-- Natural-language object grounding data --
- - -
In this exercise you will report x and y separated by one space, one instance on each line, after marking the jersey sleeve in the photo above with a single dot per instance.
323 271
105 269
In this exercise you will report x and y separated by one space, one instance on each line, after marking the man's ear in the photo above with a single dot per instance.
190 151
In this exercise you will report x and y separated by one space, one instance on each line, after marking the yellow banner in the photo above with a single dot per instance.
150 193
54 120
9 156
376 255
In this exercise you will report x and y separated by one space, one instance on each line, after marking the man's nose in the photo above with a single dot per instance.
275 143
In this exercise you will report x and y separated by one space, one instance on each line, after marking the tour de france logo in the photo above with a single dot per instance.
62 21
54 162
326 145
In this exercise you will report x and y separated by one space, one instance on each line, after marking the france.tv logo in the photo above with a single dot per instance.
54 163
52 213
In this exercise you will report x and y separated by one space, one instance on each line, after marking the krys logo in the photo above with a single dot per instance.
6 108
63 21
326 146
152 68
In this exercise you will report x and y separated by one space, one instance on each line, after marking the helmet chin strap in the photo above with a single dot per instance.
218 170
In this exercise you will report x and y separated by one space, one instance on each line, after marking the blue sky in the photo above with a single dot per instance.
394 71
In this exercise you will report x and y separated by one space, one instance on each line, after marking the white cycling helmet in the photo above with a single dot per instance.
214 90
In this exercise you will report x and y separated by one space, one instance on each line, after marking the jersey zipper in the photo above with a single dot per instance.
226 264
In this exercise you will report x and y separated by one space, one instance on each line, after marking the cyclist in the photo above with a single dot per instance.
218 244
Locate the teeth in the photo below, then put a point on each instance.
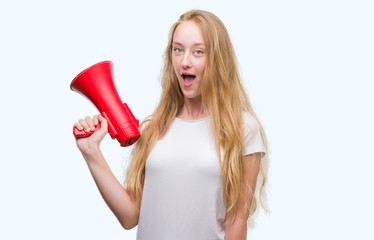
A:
(188, 78)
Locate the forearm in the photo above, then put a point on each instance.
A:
(237, 230)
(113, 193)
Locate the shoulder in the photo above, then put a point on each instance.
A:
(249, 122)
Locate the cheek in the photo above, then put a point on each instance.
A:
(202, 65)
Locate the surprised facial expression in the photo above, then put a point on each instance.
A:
(189, 58)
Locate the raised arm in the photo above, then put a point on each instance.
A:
(113, 193)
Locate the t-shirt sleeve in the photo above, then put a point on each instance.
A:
(252, 139)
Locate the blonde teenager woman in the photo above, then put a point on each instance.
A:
(199, 169)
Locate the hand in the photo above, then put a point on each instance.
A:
(88, 144)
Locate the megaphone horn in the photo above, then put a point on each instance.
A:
(97, 84)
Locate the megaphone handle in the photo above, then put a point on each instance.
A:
(81, 133)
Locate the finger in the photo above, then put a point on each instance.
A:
(90, 123)
(103, 122)
(84, 125)
(78, 126)
(96, 120)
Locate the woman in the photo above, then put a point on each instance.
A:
- - -
-- AIM OF THE EXERCISE --
Filter the records for the word "woman" and show every line that has it.

-- RESPONSE TO THIS TASK --
Locate the blonde teenager woman in the photo above, then put a point on each instance.
Locate the woman in the photo above, then put a point on each instance.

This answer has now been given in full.